Source passage:

◆ ◆ ◆ ◆

Growing up in the 90s with 14.4 baud dialup, and having 450mbps service today, my internet experience is as close to "Seamless" as I ever would have projected 25 years ago. Most service issues I run into are with the services I consume, not the connection from me... E.g., Xbox Live going down or JackBox Party Pack freezing on a busy Friday night.
Will it ever be 100% connectivity, high speed, no interruptions, ever? No, 100% uptime is not possible. Even 99.9% uptime still means you're disconnected for 3.5 days a year, which is enough for many people to call and demand a rebate from the cable company. Still, even with really high deliverability rates... 99.999%, etc., there will still be times when something goes down. I think back on 9/11/2001, when from like 1995 to 9/10/2001, nobody had ever experience cell tower outages, maybe you'd lose service inside a building or something, or maybe leaving a sports event you couldn't call home because 75,000 fans just tried to make the same phone call from the same tower, but generally your cell service was never "down" because of volume aside from events like that, and once you were 10mi away from the stadium your call would go through. ...Then, on 9/11 till about 9/15, most people couldn't make any phone calls on their cell phones in or out of NYC and surrounding areas for a week.
I think we're always going to see situations like that. Amidst this coronavirus outbreak, in an area that's been on fuctional lockdown for about 3 weeks now, I think what's most surprising to me isn't that services have gone down, but that I really haven't experienced any major outages. My internet has been stable, Netflix, Disney+, Xbox, Amazon, etc, have all been steady. MS Teams, Hangouts, Duo, Zoom, etc., have all worked really well. My works' VPN has been good. Even smaller companies like Udemy are running solid. Shit I kinda all thought would go to shit if we suddenly all started using it at once, has surprisingly scaled really well.

◆ ◆ ◆ ◆

Stored data:
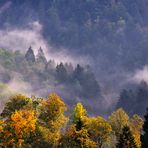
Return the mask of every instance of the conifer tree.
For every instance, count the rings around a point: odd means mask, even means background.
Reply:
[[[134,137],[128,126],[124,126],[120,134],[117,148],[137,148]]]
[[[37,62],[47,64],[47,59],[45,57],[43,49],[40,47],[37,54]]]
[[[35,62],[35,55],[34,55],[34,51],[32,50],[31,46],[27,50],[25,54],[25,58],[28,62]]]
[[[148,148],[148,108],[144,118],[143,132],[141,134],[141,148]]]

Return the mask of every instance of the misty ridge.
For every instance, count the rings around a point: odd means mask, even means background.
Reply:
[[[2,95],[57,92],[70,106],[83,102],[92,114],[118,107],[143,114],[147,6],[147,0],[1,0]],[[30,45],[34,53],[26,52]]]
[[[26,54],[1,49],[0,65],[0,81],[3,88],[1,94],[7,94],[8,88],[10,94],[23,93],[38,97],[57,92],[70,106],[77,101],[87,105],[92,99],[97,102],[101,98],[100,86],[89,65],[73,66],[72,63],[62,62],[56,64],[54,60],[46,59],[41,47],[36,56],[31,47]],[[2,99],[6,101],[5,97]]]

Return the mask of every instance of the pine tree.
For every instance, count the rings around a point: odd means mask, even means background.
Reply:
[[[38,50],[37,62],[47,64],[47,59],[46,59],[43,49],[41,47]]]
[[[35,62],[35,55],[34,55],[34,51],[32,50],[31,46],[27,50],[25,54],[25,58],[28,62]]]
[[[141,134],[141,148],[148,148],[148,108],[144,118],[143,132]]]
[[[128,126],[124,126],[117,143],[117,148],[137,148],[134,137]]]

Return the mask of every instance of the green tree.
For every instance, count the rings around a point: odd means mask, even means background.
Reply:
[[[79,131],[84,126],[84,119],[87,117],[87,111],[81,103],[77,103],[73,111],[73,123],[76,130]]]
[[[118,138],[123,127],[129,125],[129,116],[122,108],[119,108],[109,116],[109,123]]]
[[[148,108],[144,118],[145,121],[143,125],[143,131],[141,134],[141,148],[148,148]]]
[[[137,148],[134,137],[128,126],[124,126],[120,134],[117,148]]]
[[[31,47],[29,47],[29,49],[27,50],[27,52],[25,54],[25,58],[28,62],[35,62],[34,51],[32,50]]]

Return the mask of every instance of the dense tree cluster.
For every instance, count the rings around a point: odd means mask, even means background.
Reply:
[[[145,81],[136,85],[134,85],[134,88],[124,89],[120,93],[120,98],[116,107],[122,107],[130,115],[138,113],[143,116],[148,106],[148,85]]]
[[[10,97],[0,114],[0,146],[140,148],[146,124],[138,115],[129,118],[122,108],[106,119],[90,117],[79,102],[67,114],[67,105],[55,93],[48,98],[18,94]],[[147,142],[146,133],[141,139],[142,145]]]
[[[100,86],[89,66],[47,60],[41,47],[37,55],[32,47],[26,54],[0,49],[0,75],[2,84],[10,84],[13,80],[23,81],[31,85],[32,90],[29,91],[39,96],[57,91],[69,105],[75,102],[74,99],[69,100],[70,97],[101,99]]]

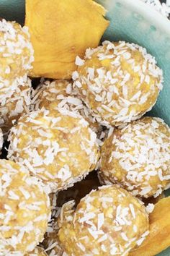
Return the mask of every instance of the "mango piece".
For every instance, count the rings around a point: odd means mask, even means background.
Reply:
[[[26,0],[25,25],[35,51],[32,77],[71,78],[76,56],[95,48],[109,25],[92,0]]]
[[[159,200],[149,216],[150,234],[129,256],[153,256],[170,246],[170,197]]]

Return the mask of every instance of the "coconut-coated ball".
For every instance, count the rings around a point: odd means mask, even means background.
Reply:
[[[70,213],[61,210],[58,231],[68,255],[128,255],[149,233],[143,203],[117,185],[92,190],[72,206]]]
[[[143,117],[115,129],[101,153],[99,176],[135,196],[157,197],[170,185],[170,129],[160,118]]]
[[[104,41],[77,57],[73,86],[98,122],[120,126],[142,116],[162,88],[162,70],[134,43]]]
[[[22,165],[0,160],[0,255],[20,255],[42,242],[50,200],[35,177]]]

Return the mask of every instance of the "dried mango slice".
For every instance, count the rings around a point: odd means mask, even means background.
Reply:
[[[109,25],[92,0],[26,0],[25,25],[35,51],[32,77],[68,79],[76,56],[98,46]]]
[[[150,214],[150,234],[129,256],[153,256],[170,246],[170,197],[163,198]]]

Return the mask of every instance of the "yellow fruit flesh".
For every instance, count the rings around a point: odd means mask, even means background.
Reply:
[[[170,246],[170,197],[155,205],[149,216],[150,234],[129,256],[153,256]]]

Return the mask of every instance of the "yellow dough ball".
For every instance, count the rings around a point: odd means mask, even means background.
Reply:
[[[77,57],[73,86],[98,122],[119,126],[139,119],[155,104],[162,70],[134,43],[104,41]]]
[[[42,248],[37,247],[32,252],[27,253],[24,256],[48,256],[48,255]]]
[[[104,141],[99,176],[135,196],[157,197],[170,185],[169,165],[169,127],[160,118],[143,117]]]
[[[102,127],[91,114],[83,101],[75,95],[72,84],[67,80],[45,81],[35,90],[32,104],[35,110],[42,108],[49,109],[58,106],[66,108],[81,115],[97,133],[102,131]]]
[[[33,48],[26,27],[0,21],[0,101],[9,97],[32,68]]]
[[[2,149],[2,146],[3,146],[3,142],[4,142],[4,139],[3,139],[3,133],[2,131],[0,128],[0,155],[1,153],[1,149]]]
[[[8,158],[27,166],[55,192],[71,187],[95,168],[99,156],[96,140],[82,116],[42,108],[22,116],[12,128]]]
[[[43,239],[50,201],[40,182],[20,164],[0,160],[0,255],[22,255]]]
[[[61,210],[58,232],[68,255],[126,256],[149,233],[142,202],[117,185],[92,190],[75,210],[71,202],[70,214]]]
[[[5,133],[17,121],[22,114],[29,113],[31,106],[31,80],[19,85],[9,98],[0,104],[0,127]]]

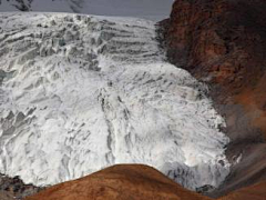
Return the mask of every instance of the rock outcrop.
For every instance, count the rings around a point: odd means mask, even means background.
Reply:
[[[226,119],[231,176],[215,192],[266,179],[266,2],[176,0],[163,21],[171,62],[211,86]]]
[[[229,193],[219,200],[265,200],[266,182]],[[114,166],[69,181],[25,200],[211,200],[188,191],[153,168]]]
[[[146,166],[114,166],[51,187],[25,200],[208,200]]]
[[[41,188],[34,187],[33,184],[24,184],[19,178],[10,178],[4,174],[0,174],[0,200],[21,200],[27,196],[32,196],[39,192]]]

◆ ◆ ◆ ◆

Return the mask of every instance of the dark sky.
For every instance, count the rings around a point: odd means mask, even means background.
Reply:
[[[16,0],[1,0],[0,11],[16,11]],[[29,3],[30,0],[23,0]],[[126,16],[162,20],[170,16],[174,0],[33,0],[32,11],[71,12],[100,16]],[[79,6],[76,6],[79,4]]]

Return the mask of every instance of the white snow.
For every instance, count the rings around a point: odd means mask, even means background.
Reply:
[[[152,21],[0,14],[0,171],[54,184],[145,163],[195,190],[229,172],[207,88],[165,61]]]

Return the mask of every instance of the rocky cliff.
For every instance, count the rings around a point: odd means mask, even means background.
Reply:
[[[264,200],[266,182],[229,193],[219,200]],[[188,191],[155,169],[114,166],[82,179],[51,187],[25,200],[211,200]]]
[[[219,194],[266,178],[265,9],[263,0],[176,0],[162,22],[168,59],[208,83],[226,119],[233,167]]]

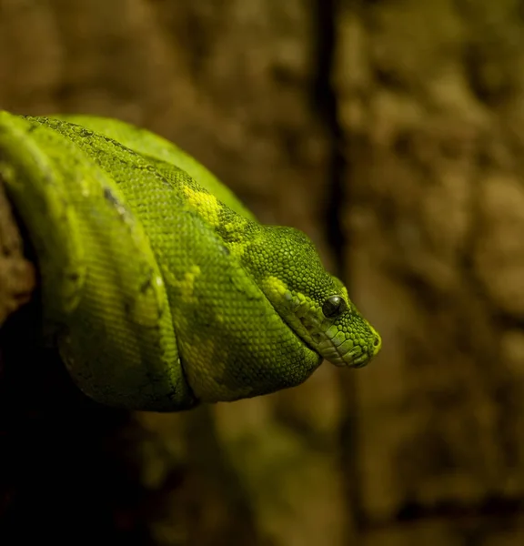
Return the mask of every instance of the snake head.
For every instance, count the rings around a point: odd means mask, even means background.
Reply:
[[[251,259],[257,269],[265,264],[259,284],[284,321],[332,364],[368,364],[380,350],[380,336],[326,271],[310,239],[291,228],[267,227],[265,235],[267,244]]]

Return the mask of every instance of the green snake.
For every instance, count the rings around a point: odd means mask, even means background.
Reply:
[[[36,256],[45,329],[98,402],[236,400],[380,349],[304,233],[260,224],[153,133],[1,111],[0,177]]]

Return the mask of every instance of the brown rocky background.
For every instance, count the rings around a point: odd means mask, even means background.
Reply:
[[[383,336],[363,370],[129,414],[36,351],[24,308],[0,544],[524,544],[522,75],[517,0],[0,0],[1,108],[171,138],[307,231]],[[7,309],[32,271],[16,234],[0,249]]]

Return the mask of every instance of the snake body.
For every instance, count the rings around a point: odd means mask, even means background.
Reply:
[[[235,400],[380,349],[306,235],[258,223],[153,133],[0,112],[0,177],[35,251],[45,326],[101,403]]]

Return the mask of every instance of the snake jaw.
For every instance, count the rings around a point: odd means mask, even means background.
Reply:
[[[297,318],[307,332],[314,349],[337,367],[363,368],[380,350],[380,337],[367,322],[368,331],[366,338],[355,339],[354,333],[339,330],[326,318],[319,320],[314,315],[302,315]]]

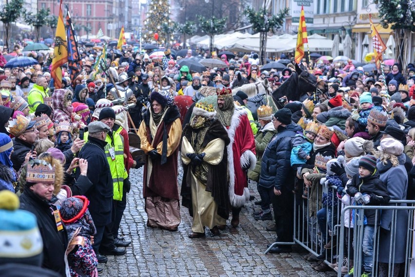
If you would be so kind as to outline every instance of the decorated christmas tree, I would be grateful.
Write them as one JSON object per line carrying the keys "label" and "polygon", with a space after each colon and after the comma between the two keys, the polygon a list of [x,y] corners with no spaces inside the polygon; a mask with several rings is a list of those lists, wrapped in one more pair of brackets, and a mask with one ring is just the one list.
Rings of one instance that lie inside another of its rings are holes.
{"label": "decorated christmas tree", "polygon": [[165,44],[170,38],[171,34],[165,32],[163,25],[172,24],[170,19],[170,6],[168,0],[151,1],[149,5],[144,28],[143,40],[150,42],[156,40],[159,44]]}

◆ ◆ ◆ ◆

Tasks to complete:
1) Reproduce the passage about internet reliability between "Growing up in" and "busy Friday night.", inclusive.
2) Carry the passage about internet reliability forward, picking up after its last sentence.

Your written answers:
1)
Growing up in the 90s with 14.4 baud dialup, and having 450mbps service today, my internet experience is as close to "Seamless" as I ever would have projected 25 years ago. Most service issues I run into are with the services I consume, not the connection from me... E.g., Xbox Live going down or JackBox Party Pack freezing on a busy Friday night.

2)
If the internet ever had a true stress test, this is it. And while there have been articles and stories in some places of Netflix going to Standard Definition or YouTube only serving 720p so that emergency services get bandwidth priority, that's... really not a major compromise, and that's a success story. If I have to watch reruns of the Office, a 15 year old TV show, in 480p or 720p so that the hospitals in my city get priority access to life saving information, that's a compromise I'm willing to make. During WWII there were fucking breadlines, gas shortages, and widespread rationining. Today, my Mixer feed might be 10 seconds behind where I'd like it to be. Over the span of 3 weeks 75% of America, probably the largest consumer of bandwidth in the world (right?) switched to remote work, and everybody's lives shifted inside. That's not a slow transition of 5% a year over 15 years or something, it went from 5% fo 75% in a matter of days and weeks... and so far... the infrastructure has held up better than I would have ever imagined it would have a month ago.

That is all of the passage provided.